> 次の課題:
1 > 本文によれば、キム・ジェヨン代表が出勤のたびに『幸運の数字の城』に入ると想像するのはなぜか。一〜三文で説明しなさい。
2 > 本文の「しかし、この目標は」で始まる段落を、主な事実を残したまま箇条書きにまとめなさい。
3 > 本文の「ピッコマアプリ、発足1年7カ月で」から「がり、今まで維持されている。」までを、両端を含めてそのまま書き写しなさい。

> 本文:
= = =

登録:2017-12-01 08:06 修正:2017-12-01 20:29
キム・ジェヨン・カカオジャパン代表インタビュー 
 
ピッコマアプリ、発足1年7カ月で  
1日100万人が閲覧…アップルの“ブック”アプリで2位 
「待てば無料」「今だけ無料」が人気 
カカオ、グローバル企業へのけん引に期待
キム・ジェヨン・カカオジャパン代表//ハンギョレ新聞社

 東京都港区六本木7-7-7番地トライセブンビル7階。「ピッコマ」というブランドで日本の漫画アプリケーション(アプリ)市場に突風を巻き起こし、カカオのグローバル企業への跳躍の可能性を垣間見せるカカオジャパンの事務所の住所だ。「住所の数字が普通じゃないでしょう。私は出勤のたびに『幸運の数字の城』に入ると想像します」

 29日、事務所で会ったカカオジャパン代表のキム・ジェヨン氏(42)は「『大ヒットしている』という人もいるが、私は『希望を見た』と言いたい」と話した。「ピッコマを始めたのは昨年4月20日で、5月14日には1日の訪問者数が数十人、売上げはたったの200円だった」。彼は「この日スタッフたちを集めて、1日の閲覧者数1万人を突破するようにしよう話したら、『何を言ってるんだ?』という表情がありありと見えた」と、当時の状況を伝えた。

 しかし、この目標はそれから2カ月(7月19日)で達成し、その10日後には2万人を突破した。昨年末には1日の平均閲覧者数が25万人を超え、年間売り上げも急速に増え2億1300万円に達した。今年に入ってピッコマの成長はより拍車がかかった。11月末基準で1日の閲覧者数が100万人を超え、3四半期基準の売上は7億円を超えた。3四半期の売上を2四半期と比べると、205%の増加だ。この過程でアップルのアプリストアの「ブック」カテゴリでピッコマが売上基準で今年1月に初めて10位に上がり、7月には2位(1位はLINEの「LINEマンガ」)へと跳ね上がり、今まで維持されている。

= = =

位置ラベリング記録:
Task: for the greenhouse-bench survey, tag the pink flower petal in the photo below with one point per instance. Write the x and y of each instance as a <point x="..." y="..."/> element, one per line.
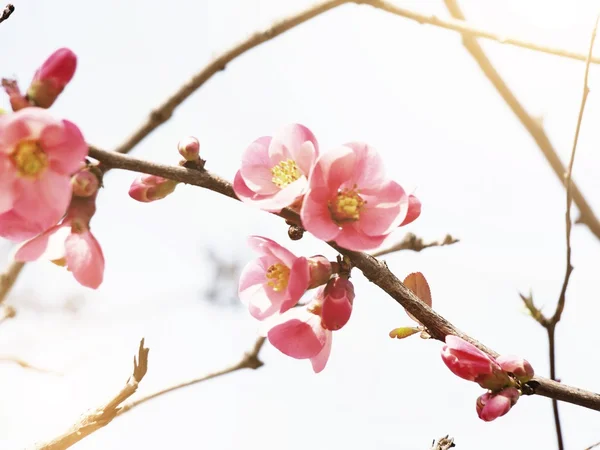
<point x="85" y="259"/>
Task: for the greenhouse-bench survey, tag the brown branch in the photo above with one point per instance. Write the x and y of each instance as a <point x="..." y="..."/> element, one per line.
<point x="249" y="361"/>
<point x="375" y="271"/>
<point x="416" y="244"/>
<point x="534" y="128"/>
<point x="102" y="416"/>
<point x="7" y="12"/>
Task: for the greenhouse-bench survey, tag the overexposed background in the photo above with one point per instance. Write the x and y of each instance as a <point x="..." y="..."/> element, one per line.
<point x="354" y="73"/>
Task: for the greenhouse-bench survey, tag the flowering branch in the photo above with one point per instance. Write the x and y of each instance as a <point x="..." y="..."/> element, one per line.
<point x="375" y="271"/>
<point x="533" y="126"/>
<point x="416" y="244"/>
<point x="103" y="415"/>
<point x="250" y="360"/>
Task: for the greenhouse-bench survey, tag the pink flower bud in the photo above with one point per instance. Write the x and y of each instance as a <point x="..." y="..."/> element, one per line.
<point x="320" y="271"/>
<point x="84" y="183"/>
<point x="338" y="296"/>
<point x="149" y="188"/>
<point x="491" y="406"/>
<point x="189" y="148"/>
<point x="519" y="367"/>
<point x="52" y="77"/>
<point x="467" y="361"/>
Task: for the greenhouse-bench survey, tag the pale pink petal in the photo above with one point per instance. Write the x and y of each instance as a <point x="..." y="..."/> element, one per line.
<point x="384" y="211"/>
<point x="370" y="170"/>
<point x="85" y="259"/>
<point x="65" y="146"/>
<point x="319" y="361"/>
<point x="316" y="217"/>
<point x="297" y="284"/>
<point x="300" y="334"/>
<point x="256" y="167"/>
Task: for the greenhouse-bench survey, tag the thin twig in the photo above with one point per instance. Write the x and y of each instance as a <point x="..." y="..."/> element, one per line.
<point x="535" y="129"/>
<point x="102" y="416"/>
<point x="7" y="12"/>
<point x="375" y="271"/>
<point x="416" y="244"/>
<point x="249" y="361"/>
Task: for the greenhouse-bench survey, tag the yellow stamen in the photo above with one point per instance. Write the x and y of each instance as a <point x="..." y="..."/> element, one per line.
<point x="284" y="173"/>
<point x="346" y="206"/>
<point x="279" y="275"/>
<point x="29" y="159"/>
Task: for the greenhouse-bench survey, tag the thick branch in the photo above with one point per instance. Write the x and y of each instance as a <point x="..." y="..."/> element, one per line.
<point x="102" y="416"/>
<point x="374" y="270"/>
<point x="534" y="128"/>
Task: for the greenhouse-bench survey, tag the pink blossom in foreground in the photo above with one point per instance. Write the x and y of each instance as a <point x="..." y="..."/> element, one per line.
<point x="52" y="77"/>
<point x="70" y="244"/>
<point x="275" y="170"/>
<point x="299" y="333"/>
<point x="350" y="200"/>
<point x="491" y="406"/>
<point x="38" y="154"/>
<point x="149" y="188"/>
<point x="275" y="281"/>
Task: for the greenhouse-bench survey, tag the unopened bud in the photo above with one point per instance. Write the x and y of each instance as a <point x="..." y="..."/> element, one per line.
<point x="149" y="188"/>
<point x="52" y="77"/>
<point x="84" y="183"/>
<point x="189" y="148"/>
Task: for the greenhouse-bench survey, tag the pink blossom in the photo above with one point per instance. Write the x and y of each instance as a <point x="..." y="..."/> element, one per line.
<point x="275" y="281"/>
<point x="338" y="297"/>
<point x="70" y="244"/>
<point x="299" y="333"/>
<point x="149" y="188"/>
<point x="275" y="170"/>
<point x="350" y="200"/>
<point x="491" y="406"/>
<point x="52" y="77"/>
<point x="38" y="154"/>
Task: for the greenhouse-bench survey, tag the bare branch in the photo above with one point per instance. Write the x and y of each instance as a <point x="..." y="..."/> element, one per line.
<point x="102" y="416"/>
<point x="249" y="361"/>
<point x="533" y="126"/>
<point x="416" y="244"/>
<point x="375" y="271"/>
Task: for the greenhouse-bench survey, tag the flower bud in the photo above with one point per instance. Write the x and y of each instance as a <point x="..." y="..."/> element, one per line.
<point x="52" y="77"/>
<point x="149" y="188"/>
<point x="189" y="148"/>
<point x="491" y="406"/>
<point x="320" y="271"/>
<point x="519" y="367"/>
<point x="338" y="296"/>
<point x="85" y="183"/>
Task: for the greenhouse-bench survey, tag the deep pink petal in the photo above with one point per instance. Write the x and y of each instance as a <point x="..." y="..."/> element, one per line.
<point x="320" y="360"/>
<point x="384" y="211"/>
<point x="85" y="259"/>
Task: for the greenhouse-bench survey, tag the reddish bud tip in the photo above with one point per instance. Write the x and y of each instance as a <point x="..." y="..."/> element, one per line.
<point x="189" y="148"/>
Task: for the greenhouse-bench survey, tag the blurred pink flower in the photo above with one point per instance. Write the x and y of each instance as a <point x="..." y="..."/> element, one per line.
<point x="491" y="406"/>
<point x="275" y="281"/>
<point x="38" y="154"/>
<point x="350" y="201"/>
<point x="52" y="77"/>
<point x="275" y="170"/>
<point x="70" y="244"/>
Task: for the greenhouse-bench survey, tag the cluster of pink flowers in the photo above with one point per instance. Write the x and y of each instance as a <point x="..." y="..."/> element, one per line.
<point x="271" y="287"/>
<point x="45" y="184"/>
<point x="343" y="195"/>
<point x="502" y="376"/>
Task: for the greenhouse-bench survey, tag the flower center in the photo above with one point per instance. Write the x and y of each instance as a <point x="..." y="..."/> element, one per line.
<point x="346" y="206"/>
<point x="278" y="276"/>
<point x="29" y="159"/>
<point x="284" y="173"/>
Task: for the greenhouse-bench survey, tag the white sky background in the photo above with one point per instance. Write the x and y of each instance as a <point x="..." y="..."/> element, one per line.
<point x="354" y="73"/>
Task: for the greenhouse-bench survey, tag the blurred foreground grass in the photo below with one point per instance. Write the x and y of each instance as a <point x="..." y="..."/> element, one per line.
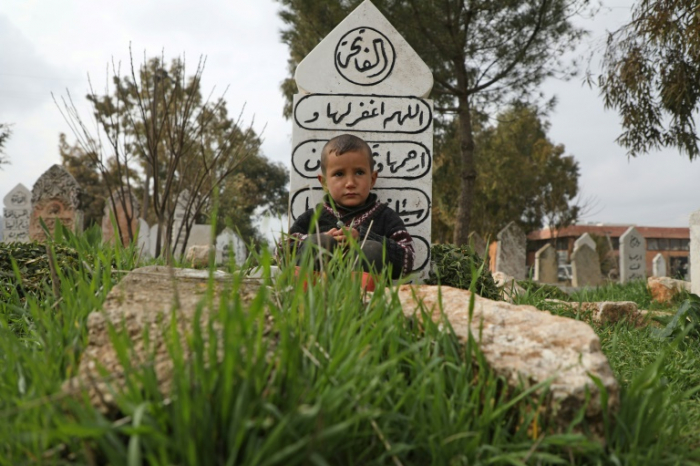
<point x="341" y="380"/>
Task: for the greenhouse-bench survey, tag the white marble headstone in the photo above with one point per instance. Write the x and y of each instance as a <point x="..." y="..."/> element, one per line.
<point x="511" y="252"/>
<point x="144" y="239"/>
<point x="365" y="79"/>
<point x="546" y="265"/>
<point x="658" y="266"/>
<point x="16" y="214"/>
<point x="153" y="238"/>
<point x="585" y="239"/>
<point x="695" y="252"/>
<point x="229" y="244"/>
<point x="633" y="249"/>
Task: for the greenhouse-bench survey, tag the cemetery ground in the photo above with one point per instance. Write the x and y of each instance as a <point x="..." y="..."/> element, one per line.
<point x="311" y="372"/>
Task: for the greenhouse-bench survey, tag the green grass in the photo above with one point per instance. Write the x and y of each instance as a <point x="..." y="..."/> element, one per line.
<point x="334" y="380"/>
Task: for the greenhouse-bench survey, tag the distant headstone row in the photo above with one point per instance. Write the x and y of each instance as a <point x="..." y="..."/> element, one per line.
<point x="56" y="197"/>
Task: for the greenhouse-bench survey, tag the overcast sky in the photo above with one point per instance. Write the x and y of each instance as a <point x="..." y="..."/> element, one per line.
<point x="50" y="47"/>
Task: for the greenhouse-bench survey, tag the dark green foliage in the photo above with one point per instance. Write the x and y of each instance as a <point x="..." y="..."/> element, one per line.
<point x="32" y="264"/>
<point x="319" y="375"/>
<point x="651" y="71"/>
<point x="544" y="290"/>
<point x="456" y="265"/>
<point x="686" y="320"/>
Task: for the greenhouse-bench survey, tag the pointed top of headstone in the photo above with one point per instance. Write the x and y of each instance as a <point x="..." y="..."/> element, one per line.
<point x="695" y="218"/>
<point x="585" y="239"/>
<point x="364" y="54"/>
<point x="19" y="196"/>
<point x="658" y="266"/>
<point x="57" y="182"/>
<point x="511" y="228"/>
<point x="631" y="231"/>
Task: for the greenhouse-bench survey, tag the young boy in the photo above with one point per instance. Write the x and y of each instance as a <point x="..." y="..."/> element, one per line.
<point x="348" y="209"/>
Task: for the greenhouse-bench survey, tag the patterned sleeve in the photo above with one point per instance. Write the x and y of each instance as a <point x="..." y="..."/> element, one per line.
<point x="297" y="234"/>
<point x="399" y="244"/>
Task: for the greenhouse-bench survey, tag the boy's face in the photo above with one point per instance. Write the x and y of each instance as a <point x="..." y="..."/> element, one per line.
<point x="348" y="178"/>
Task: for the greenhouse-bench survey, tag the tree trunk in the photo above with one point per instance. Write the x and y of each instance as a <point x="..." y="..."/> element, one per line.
<point x="468" y="173"/>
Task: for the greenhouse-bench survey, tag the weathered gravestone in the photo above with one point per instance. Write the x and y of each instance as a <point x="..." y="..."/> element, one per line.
<point x="179" y="220"/>
<point x="695" y="252"/>
<point x="546" y="265"/>
<point x="585" y="267"/>
<point x="16" y="214"/>
<point x="633" y="250"/>
<point x="365" y="79"/>
<point x="228" y="245"/>
<point x="144" y="238"/>
<point x="478" y="245"/>
<point x="152" y="239"/>
<point x="585" y="239"/>
<point x="658" y="266"/>
<point x="511" y="252"/>
<point x="55" y="197"/>
<point x="125" y="210"/>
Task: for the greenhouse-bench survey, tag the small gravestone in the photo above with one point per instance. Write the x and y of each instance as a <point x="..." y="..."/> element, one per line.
<point x="125" y="210"/>
<point x="511" y="252"/>
<point x="658" y="266"/>
<point x="478" y="244"/>
<point x="55" y="197"/>
<point x="365" y="79"/>
<point x="585" y="239"/>
<point x="16" y="215"/>
<point x="144" y="239"/>
<point x="179" y="221"/>
<point x="546" y="265"/>
<point x="585" y="267"/>
<point x="228" y="245"/>
<point x="153" y="238"/>
<point x="633" y="250"/>
<point x="695" y="252"/>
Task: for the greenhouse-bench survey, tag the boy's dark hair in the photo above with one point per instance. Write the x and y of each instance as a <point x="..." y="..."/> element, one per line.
<point x="342" y="144"/>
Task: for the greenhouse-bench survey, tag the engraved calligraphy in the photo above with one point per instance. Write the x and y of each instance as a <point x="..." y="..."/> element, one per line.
<point x="405" y="160"/>
<point x="364" y="56"/>
<point x="372" y="114"/>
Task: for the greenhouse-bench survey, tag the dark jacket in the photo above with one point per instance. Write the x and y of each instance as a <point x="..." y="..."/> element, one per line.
<point x="386" y="227"/>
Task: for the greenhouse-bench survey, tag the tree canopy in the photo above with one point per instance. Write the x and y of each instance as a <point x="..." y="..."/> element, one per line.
<point x="481" y="54"/>
<point x="159" y="136"/>
<point x="651" y="76"/>
<point x="524" y="177"/>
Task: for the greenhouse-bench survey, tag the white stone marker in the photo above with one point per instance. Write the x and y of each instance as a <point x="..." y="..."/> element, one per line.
<point x="658" y="266"/>
<point x="153" y="238"/>
<point x="144" y="239"/>
<point x="365" y="79"/>
<point x="228" y="243"/>
<point x="585" y="239"/>
<point x="695" y="252"/>
<point x="16" y="214"/>
<point x="633" y="250"/>
<point x="546" y="265"/>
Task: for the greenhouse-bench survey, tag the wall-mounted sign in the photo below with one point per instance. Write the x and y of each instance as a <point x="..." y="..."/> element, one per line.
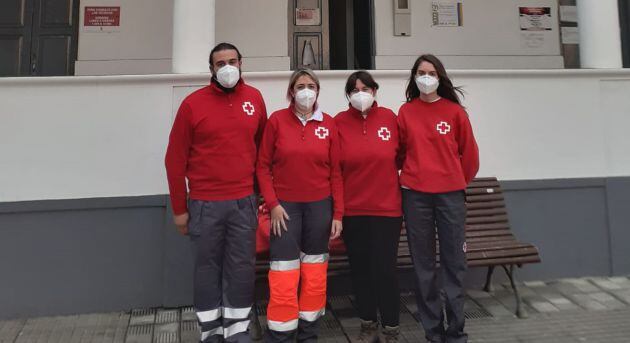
<point x="101" y="18"/>
<point x="535" y="18"/>
<point x="446" y="14"/>
<point x="307" y="16"/>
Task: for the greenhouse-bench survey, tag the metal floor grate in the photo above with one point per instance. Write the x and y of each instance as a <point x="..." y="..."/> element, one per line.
<point x="477" y="313"/>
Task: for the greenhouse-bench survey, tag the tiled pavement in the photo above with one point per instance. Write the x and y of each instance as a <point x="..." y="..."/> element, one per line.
<point x="567" y="310"/>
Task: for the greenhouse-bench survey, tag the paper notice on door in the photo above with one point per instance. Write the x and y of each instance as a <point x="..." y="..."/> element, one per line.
<point x="307" y="17"/>
<point x="101" y="19"/>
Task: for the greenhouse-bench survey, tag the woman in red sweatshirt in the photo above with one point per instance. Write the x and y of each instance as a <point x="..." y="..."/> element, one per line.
<point x="368" y="136"/>
<point x="441" y="158"/>
<point x="299" y="176"/>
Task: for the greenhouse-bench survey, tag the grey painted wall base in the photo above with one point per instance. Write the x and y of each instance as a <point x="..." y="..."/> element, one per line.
<point x="111" y="254"/>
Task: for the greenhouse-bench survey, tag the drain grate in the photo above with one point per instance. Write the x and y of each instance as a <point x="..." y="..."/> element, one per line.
<point x="139" y="334"/>
<point x="142" y="317"/>
<point x="477" y="313"/>
<point x="166" y="337"/>
<point x="167" y="316"/>
<point x="189" y="314"/>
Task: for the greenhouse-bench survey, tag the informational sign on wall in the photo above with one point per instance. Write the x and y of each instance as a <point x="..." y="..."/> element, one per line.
<point x="535" y="18"/>
<point x="446" y="14"/>
<point x="101" y="18"/>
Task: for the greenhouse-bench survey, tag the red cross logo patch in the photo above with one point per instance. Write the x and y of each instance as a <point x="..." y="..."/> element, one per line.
<point x="443" y="128"/>
<point x="384" y="133"/>
<point x="248" y="108"/>
<point x="321" y="132"/>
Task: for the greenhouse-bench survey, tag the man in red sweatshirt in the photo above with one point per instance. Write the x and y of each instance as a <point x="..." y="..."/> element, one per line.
<point x="213" y="145"/>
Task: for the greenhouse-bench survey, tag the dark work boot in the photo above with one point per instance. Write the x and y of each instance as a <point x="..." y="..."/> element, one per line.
<point x="368" y="333"/>
<point x="390" y="334"/>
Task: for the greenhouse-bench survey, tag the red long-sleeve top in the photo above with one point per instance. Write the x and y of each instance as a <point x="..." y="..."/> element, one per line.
<point x="369" y="150"/>
<point x="441" y="154"/>
<point x="213" y="144"/>
<point x="300" y="163"/>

= = =

> 課題ごとの解答:
1 > カカオジャパンの事務所の住所が東京都港区六本木7-7-7番地トライセブンビル7階であり、その数字が普通ではないからである。

2 >
- 1日の閲覧者数1万人の目標を2カ月後の7月19日に達成し、その10日後に2万人を突破した。
- 昨年末には1日の平均閲覧者数が25万人を超え、年間売上げは2億1300万円に達した。
- 11月末基準で1日の閲覧者数が100万人を超えた。
- 3四半期の売上は7億円を超え、2四半期と比べて205%の増加となった。
- アップルのアプリストア「ブック」カテゴリの売上順位で、今年1月に初めて10位に入り、7月に2位に上がって現在まで維持している(1位はLINEの「LINEマンガ」)。

3 >
ピッコマアプリ、発足1年7カ月で  
1日100万人が閲覧…アップルの“ブック”アプリで2位 
「待てば無料」「今だけ無料」が人気 
カカオ、グローバル企業へのけん引に期待
キム・ジェヨン・カカオジャパン代表//ハンギョレ新聞社

 東京都港区六本木7-7-7番地トライセブンビル7階。「ピッコマ」というブランドで日本の漫画アプリケーション(アプリ)市場に突風を巻き起こし、カカオのグローバル企業への跳躍の可能性を垣間見せるカカオジャパンの事務所の住所だ。「住所の数字が普通じゃないでしょう。私は出勤のたびに『幸運の数字の城』に入ると想像します」

 29日、事務所で会ったカカオジャパン代表のキム・ジェヨン氏(42)は「『大ヒットしている』という人もいるが、私は『希望を見た』と言いたい」と話した。「ピッコマを始めたのは昨年4月20日で、5月14日には1日の訪問者数が数十人、売上げはたったの200円だった」。彼は「この日スタッフたちを集めて、1日の閲覧者数1万人を突破するようにしよう話したら、『何を言ってるんだ?』という表情がありありと見えた」と、当時の状況を伝えた。

 しかし、この目標はそれから2カ月(7月19日)で達成し、その10日後には2万人を突破した。昨年末には1日の平均閲覧者数が25万人を超え、年間売り上げも急速に増え2億1300万円に達した。今年に入ってピッコマの成長はより拍車がかかった。11月末基準で1日の閲覧者数が100万人を超え、3四半期基準の売上は7億円を超えた。3四半期の売上を2四半期と比べると、205%の増加だ。この過程でアップルのアプリストアの「ブック」カテゴリでピッコマが売上基準で今年1月に初めて10位に上がり、7月には2位(1位はLINEの「LINEマンガ」)へと跳ね上がり、今まで維持されている。